* [SELECTED PASSAGE]

[BEGIN]

The country’s economy remained under pressure during 2009-2013 as a result of the global financial and eurozone debt crises.

The Czech life insurance segment accounted for 39.6% of the gross written premium of the overall insurance industry in 2013. The non-life insurance segment accounted for 48.8% of the overall insurance industry’s gross written premium in 2013.

The gross written premium of the Czech life segment increased from CZK53.23bn (($2.2bn) 2009 to CZK62.08bn in 2013. By 2018, the figure is expected to rise to CZK74.13bn.

Looking forward to 2018, the key growth drivers for the Czech life segment include:

  • Pension reform
  • Expected economic stability
  • An increase in life expectancy
  • Increasing popularity of unit-linked products

Pension reform: On 1 January 2013 pension reform took place that is expected to provide significant business opportunities to both existing life insurers and new entrants.

As of 1 January 2013, pension reform made changes to the manda¬tory first pillar, transformed the voluntary third pillar and created a new voluntary second pillar. Life insurers will also benefit from the pension reform, as to get into the second pillar, people will have to purchase pension insurance from life companies.

Expected economic stability: Growth in real GDP is expected to increase consumers’ disposable incomes, which will have a positive impact on the life insurance segment.

Increase in life expectancy: According to the World Bank, the average life expectancy of the Czech population rose from 71.4 years in 1990 to 75 years in 2000 and to 77.9 in 2011. It is expected to increase further to 78.4 years in 2018, which will contribute to the life segment’s growth.

Increasing popularity of unit-linked products: The life segment has gradually evolved from risk-protection products to investment-related products. Unit-linked insurance products have steadily grown in popularity, and sales of these products were the key growth driver for the segment during 2009-2013.

The contribution of unit-linked insurance products, in terms of gross written premium, increased from 45.3% in 2009 to 59.4% in 2013. This contribution is projected to increase further to 62.8% in 2018.

Among the main challenges facing the Czech life segment are:

  • A rise in the unemployment rate
  • A decline in GDP
  • A decrease in the population

A rise in the unemployment rate: In the Czech Republic, the number of registered, unemployed people in the population has increased, and as a result the unemployment rate increased from 4.4% in 2008 to 7% in 2012.

Decline in GDP: Czech GDP at constant prices fell from $151.7bn in 2008 to $149.3bn in 2012, at a CAGR of -0.5% during the review period, which emerged as a challenge for the insurance industry. A decrease in the population: The Czech population fell from 10.22m in 2008 to 10.18m in 2012. The decline is expected to continue between 2013 and 2018, which will continue to limit the life segment’s growth.

Competitive landscape

The Czech life segment is highly concentrated, with the top 10 com¬panies accounting for 89.4% of its gross written premium in 2012.

Ceska Pojistovna AS, a subsidiary of the Generali Group, was the largest life insurer in the Czech Republic, with 23.1% of the total life gross written premium in 2012. In the same year, Kooperativa Pojis¬tovna AS and Pojistovna Ceske Sporitelny (PCS) AS ranked second and third, with 13.2% and 12.1% shares respectively.

The segment is highly competitive, with both domestic and foreign companies. The foreign insurers operate through joint ventures or local subsidiaries with domestic companies.

[END]

* [REQUIRED ACTIONS]
**a.** In the Czech life insurance passage, what share of total life gross written premium did Ceska Pojistovna AS hold in 2012?
**b.** List every key growth driver for the Czech life segment that the Czech life insurance passage names.
**c.** Resume the Czech life insurance passage from the point where it stops.
The listing after this point is unrelated to the Czech life insurance passage.

* [ENTRIES SUPPLIED]
[BEGIN]

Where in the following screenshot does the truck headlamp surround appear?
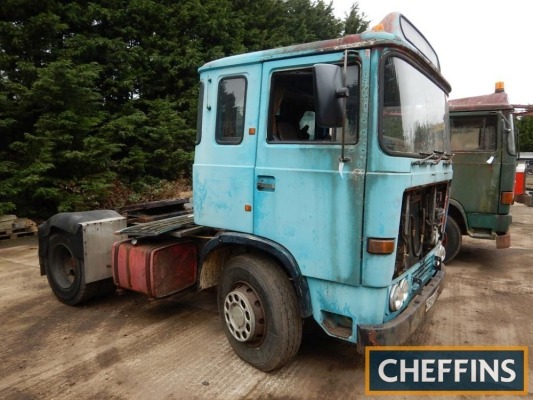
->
[389,278,409,311]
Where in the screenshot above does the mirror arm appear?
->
[337,50,351,163]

[END]

* [ANSWERS GIVEN]
**a.** 23.1%

**b.**
- Pension reform
- Expected economic stability
- An increase in life expectancy
- Increasing popularity of unit-linked products

**c.**
Hungary

In terms of gross written premium, the Hungarian insurance industry is the third-largest in Central and Eastern Europe, after Poland and the Czech Republic.

The Hungarian life insurance segment accounted for 54.9% of the overall insurance industry’s gross written premium in 2013. Life insurance was the largest segment within the industry, with 54.9% of the total premium in 2013, followed by non-life insurance with 41.7%

The Hungarian life segment’s gross written premium is expected to increase from HUF433.7bn ($1.6bn) in 2013 to HUF560.2bn in 2018, at a projected CAGR of 5.3% over the forecast period. This growth is expected to be driven by the country’s rising disposable income levels. Looking forward to 2018, the key growth drivers for Hungary’s life segment include:

  • Low penetration
  • Rising aging population and life expectancy
  • Dominance of agencies
  • Economic growth
  • Marketing strategies and consumer-centric products

Low penetration: The life insurance penetration rate in Hungary stood at 1.4% in 2012 – lower than in other European countries such as Germany and Poland, which had respective penetration rates of 3.3% and 2.2% in 2012.

In 2013, Hungary’s penetration rate increased slightly, standing at 1.5%. The low penetration rate offers opportunities for life insurers to capture the untapped market, and lead to the life segment’s growth between 2013 and 2018.

Rising aging population and life expectancy: Hungary’s population above the age of 65 years is expected to account for 40% of the overall population by 2025. There were 1.7m people over the age of 65 in the country in 2013, comprising 17.5% of the population. This is further expected to stand at 1.9m in 2017.

Dominance of agencies: Agencies emerged as the most popular distribution channel for Hungarian life insurance during the review period. In 2013, agencies accounted for 45.2% of new business written premium, followed by direct marketing and bancassurance, which accounted for 24.9% and 24.1% respectively.

Agencies are expected to remain Hungary’s largest distribution channel over the forecast period, accounting for a projected 43.1% of the new business written premium in 2018.

Economic growth: Hungary’s unemployment rate fell from 10% in 2009 to 9.9% in 2013, and is expected to reach 9.1% in 2017. Economic growth led to increased GDP per capita at current prices, which rose from HUF2.6m ($12,654) in 2009 to HUF2.9m 2013, and is expected to reach HUF3.5m in 2017, driving demand for life insurance between 2013 and 2018.

Marketing strategies and consumer-centric products: Insurers in Hungary have adopted various marketing strategies that have led to greater demand for insurance. Aegon, for example, introduced a term life insurance product for private individuals and corporate officials.

Among the main challenges facing the Hungarian life segment are:

  • Low income levels
  • A fall in the population

Low income levels: Hungary’s gross national disposable income stood at $116.8bn in 2011, compared to $117.1bn in 2009. According to the OECD Survey of 2013, the average household net adjusted disposable income in Hungary was $13,858, far below the OECD annual average of $23,047.

A fall in the population: Hungary’s population fell from 10.01m in 2009 to 9.94m in 2013, with this being expected to continue between 2013 and 2018. The continued negative growth of Hungary’s popu¬lation has become a concern for life insurers.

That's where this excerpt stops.